*Written problem 1*. In the account of the Falmouth Mutiny, where did the seamen arrange to meet to draw up their demands and elect delegates?
*Written problem 2*. Write the next part of the account of the 1810 Falmouth Mutiny, picking up after its final sentence.

*Given text*.
----------------------------------------

The Falmouth ‘Mutiny’ of 1810

‘serious spirit of insubordination’

On October 24, 1810, customs officers boarded the two Falmouth packets Prince Adolphus and Duke of Marlborough, which were about to leave port for the Mediterranean and Lisbon. They broke open the chests of the seamen, confiscating any ‘private ventures’ that they discovered. Enraged, the two crews refused to put to sea. Thus began what became known as the Falmouth Mutiny. However, there was more to it than a suppression of illegal trading, even though the Post Office and Government claimed to have acted because, at a time of war, the presence of goods on board the packets made them more tempting targets for enemy ships and privateers. In contrast, the packet crews felt that this was merely an excuse for a heavy-handed crackdown by the authorities in response to growing restlessness over their rates of pay.

‘The Falmouth Packet’ by Frank Henry Mason (1875-1965)

Earlier, in the summer of 1810, packet crews had assembled at the Post Office Agent’s office in Falmouth and presented a demand for higher pay to be forwarded to the Post Office headquarters in London. Their pay had been agreed a decade earlier, but wartime inflation had eaten into its value …

Up to this point the men’s demands had been couched in a respectful and moderate tone and everything had been peaceable. The action of the customs officers in curtailing the men’s supplementary income abruptly changed this. For, not content with merely confiscating their ventures, 13 men from each of the two packet boats that had refused to set sail were forcibly pressed into the Navy, ignoring their traditional exemption. Not too pleased by this, to say the least, seamen from all the packets met the following day. They demanded the release of the pressed men and reaffirmed their call for more pay, pledging not to put to sea until these demands were met. Alarmed, the Mayor was induced by the Post Office agent to read the Riot Act, even though there appears to have been no actual riot. The men dispersed, calling a meeting at the Seven Stars Inn, across the river at Flushing, to formulate their demands and elect delegates to represent them.

On hearing of this meeting, the Royal Navy dispatched a crew in secrecy to Mylor in order to cross the neck of land to Flushing and arrest the ringleaders. By the time they arrived however, the birds had flown and the Seven Stars was innocently empty of any plotting packet seamen. Either the packet crews’ intelligence had been spot on or, as the Post Office agent and Navy suspected, they’d been tipped off by sympathisers among Falmouth’s elite. Lurid and inaccurate reports soon began circulating in the London newspapers. The Times reported a ‘civil disturbance’ so ‘alarming that it was found necessary to call in the civil power, and subsequently the military. The Cornish miners came down in great numbers’ while several had been wounded during the ‘tumult’. Three months later, the same paper admitted that rumours of involvement of the miners and reports of riots by the townsfolk were ‘wholly unfounded’ but failed to remind its readers of its own part in spreading the fake news.

----------------------------------------

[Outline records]

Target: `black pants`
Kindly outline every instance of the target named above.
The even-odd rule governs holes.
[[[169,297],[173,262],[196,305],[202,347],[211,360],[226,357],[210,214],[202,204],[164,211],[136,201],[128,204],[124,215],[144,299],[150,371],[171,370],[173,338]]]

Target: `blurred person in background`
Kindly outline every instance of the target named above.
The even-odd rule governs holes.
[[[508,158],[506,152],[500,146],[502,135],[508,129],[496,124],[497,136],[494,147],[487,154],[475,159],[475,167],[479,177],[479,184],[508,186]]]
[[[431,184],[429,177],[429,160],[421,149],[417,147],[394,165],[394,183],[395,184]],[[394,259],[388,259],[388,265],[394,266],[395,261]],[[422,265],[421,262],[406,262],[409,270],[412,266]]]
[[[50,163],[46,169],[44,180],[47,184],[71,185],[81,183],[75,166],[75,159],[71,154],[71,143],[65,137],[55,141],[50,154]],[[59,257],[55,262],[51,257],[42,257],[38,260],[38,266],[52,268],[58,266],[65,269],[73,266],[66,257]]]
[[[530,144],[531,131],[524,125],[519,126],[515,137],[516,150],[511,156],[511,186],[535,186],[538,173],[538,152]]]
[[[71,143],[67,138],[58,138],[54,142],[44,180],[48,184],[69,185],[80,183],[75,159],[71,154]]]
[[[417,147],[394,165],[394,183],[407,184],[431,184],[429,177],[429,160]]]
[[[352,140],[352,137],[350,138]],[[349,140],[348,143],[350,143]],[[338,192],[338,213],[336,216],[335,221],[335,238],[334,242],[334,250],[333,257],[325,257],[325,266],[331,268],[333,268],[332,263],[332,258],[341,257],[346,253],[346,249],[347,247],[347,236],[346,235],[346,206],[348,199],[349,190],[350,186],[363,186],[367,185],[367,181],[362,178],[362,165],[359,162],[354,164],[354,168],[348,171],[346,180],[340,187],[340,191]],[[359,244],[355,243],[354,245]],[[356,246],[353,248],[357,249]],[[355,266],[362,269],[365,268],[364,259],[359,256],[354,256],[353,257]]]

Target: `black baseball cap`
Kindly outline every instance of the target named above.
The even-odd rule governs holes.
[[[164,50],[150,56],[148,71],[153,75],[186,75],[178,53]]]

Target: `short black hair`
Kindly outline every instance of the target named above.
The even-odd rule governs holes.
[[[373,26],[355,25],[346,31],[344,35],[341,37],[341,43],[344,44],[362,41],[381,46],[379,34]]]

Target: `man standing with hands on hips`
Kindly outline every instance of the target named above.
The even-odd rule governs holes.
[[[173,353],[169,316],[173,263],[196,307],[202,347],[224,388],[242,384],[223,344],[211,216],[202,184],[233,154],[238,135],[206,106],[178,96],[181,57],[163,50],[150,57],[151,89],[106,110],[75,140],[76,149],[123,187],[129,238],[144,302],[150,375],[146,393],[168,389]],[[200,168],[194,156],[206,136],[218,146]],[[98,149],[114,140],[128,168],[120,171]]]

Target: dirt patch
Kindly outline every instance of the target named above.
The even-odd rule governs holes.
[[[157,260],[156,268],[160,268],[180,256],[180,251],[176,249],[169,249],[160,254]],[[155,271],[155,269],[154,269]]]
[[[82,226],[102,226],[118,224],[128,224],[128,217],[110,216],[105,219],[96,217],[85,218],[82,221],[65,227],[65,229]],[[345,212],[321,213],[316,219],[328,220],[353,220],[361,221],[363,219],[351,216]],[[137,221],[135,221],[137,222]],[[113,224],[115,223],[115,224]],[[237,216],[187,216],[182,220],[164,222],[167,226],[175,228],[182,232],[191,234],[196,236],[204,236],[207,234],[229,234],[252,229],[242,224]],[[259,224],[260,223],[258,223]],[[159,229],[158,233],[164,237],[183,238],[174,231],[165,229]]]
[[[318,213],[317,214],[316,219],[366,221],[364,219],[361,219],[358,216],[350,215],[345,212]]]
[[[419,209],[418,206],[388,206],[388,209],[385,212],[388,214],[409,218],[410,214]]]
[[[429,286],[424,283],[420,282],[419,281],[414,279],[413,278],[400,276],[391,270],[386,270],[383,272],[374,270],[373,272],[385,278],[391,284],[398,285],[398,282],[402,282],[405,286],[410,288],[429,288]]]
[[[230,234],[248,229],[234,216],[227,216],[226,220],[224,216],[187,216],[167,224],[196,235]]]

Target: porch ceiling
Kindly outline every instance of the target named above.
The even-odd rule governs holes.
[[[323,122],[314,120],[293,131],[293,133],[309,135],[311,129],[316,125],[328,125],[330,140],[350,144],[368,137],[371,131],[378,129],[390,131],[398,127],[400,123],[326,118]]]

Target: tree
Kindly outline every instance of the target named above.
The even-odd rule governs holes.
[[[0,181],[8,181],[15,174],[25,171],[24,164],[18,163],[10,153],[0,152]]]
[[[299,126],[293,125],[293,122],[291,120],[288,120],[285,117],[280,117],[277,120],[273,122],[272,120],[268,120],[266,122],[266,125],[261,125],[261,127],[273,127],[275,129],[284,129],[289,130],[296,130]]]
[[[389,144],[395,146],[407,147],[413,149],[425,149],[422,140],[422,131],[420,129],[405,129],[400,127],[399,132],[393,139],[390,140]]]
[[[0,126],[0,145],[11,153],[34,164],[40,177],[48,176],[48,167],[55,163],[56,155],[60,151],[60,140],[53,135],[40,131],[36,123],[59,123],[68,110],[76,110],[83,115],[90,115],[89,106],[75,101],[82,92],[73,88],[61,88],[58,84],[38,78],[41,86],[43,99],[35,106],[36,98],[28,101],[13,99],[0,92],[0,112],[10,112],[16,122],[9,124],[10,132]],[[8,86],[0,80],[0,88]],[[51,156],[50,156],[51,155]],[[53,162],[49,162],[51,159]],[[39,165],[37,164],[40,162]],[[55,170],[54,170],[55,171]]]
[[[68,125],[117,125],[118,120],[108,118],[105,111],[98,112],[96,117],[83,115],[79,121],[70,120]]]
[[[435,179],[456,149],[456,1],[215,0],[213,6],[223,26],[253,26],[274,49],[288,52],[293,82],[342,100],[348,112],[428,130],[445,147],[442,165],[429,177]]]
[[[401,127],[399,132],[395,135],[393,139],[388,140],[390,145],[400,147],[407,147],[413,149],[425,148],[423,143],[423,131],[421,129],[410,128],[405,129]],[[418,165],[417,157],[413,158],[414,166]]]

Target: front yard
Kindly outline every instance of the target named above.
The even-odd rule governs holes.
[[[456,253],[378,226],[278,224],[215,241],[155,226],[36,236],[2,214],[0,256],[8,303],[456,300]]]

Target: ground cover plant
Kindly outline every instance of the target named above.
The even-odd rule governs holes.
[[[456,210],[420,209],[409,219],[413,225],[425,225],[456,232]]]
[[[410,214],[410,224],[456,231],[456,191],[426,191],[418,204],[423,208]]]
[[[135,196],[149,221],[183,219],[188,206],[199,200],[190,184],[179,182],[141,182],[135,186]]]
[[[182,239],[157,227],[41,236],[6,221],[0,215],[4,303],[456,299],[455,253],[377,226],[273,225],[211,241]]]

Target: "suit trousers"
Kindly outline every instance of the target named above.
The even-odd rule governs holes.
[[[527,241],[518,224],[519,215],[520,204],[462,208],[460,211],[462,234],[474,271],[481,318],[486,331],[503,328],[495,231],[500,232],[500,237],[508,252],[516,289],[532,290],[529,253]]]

----------------------------------------

*Answer 1*. At the Seven Stars Inn, across the river at Flushing.

*Answer 2*.
In the meantime, the packet crews had elected two delegates – John Parker and Richard Pascoe – to go to London and present the Post Office directly with their demands. At the same time rumours began to surface that the Government was thinking of moving the packet station from Falmouth. Panicked by this, a meeting of the town’s leading lights was hastily convened. It was decided to encourage the Post Office agent to promise any man returning to the packets that they would have the traditional protection from impressment. This he did, apart from six named ‘ringleaders’. Assured by this, the packet crews began to drift back to their boats.

However, it was too late. While tension was building at Falmouth, the authorities in London had seen their plans to deal with the two expected delegates frustrated. Far from listening to their demands, it had been determined to arrest the pair on their arrival. This the Lord Mayor of London did, but then discovered that he didn’t actually have the legal authority to do it. After a few days in jail, Parker and Pascoe were both released. It was claimed that Parker was an ‘American’, which may have meant he was from the States or that he had ‘American’ views of democracy, while Pascoe had the local nickname of ‘Sir Francis Burdett’, a prominent radical politician who called for parliamentary reform.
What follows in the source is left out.